* Vos consignes *
Recopiez en entier le texte sur la triangulation et la cartographie scientifique, sans y changer un seul mot.

1.1.4. La triangulation, base de la cartographie scientifique.

La carte de Cassini et ses dérivées confirmaient le développement des cartes géométriques depuis la fin du 17e siècle, qui marquait un changement radical dans l’histoire de la cartographie – ce que John Brian Harley a qualifié de « rupture épistémologique »185. En s’appuyant sur des points dont la position géographique était déterminée par une triangulation, la cartographie cessait d’être purement descriptive pour entrer dans l’ère de la mesure systématique « objective ». Même si son rapport avec la géodésie était encore marqué par la domination des préoccupations scientifiques, ce qui faisait qu’elle exploitait des résultats obtenus pour d’autres objectifs plus qu’elle ne mettait les sciences à son service, la cartographie était véritablement devenue scientifique, dans le sens où elle reposait sur une mesure systématique du territoire pour en donner une représentation qui se voulait de plus en fidèle, « un modèle relationnel “correct” du terrain »186 pour reprendre l’expression de Harley.

Comme dans les sciences, l’évolution des méthodes de levé et de construction de la carte fut marquée à partir de cette époque par la recherche de la plus grande précision des instruments et des mesures, la normalisation et la complexification des systèmes de représentation, ainsi que la disparition progressive, mais jamais totale, de la partie artistique du travail cartographique. Le rôle des organismes producteurs de carte dans l’application et la diffusion des règles cartographiques fut fondamental, et commença dès l’Académie des sciences en France qui tenta d’imposer un contrôle des productions cartographiques régionales.

* Données *
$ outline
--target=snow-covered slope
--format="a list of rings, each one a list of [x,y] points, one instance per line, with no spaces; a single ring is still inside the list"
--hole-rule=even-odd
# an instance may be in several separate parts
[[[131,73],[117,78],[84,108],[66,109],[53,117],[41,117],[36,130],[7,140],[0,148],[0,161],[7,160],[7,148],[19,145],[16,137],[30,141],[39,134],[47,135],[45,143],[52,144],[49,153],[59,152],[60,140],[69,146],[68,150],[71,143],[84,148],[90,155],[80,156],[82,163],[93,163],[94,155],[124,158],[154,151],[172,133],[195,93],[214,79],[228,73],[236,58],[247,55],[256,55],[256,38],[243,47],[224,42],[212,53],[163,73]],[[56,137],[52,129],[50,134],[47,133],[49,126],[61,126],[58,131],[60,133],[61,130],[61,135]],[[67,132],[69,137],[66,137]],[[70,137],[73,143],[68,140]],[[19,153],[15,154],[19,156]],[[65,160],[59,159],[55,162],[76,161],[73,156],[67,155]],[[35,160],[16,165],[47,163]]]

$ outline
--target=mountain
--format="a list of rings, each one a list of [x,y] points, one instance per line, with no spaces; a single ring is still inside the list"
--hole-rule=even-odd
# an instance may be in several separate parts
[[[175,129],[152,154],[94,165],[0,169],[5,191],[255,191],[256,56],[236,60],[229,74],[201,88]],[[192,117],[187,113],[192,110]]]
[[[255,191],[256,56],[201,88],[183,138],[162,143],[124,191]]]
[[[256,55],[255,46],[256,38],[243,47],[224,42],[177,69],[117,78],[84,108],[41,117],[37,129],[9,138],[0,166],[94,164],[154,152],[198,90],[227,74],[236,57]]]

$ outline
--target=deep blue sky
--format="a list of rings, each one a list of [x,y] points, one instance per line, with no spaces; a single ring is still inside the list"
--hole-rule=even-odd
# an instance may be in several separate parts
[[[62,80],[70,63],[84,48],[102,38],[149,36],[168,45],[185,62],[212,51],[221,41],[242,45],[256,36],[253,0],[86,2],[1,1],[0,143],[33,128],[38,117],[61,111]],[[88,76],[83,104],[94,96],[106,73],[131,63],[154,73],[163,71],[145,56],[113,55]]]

* Solution *
1.1.4. La triangulation, base de la cartographie scientifique.

La carte de Cassini et ses dérivées confirmaient le développement des cartes géométriques depuis la fin du 17e siècle, qui marquait un changement radical dans l’histoire de la cartographie – ce que John Brian Harley a qualifié de « rupture épistémologique »185. En s’appuyant sur des points dont la position géographique était déterminée par une triangulation, la cartographie cessait d’être purement descriptive pour entrer dans l’ère de la mesure systématique « objective ». Même si son rapport avec la géodésie était encore marqué par la domination des préoccupations scientifiques, ce qui faisait qu’elle exploitait des résultats obtenus pour d’autres objectifs plus qu’elle ne mettait les sciences à son service, la cartographie était véritablement devenue scientifique, dans le sens où elle reposait sur une mesure systématique du territoire pour en donner une représentation qui se voulait de plus en fidèle, « un modèle relationnel “correct” du terrain »186 pour reprendre l’expression de Harley.

Comme dans les sciences, l’évolution des méthodes de levé et de construction de la carte fut marquée à partir de cette époque par la recherche de la plus grande précision des instruments et des mesures, la normalisation et la complexification des systèmes de représentation, ainsi que la disparition progressive, mais jamais totale, de la partie artistique du travail cartographique. Le rôle des organismes producteurs de carte dans l’application et la diffusion des règles cartographiques fut fondamental, et commença dès l’Académie des sciences en France qui tenta d’imposer un contrôle des productions cartographiques régionales.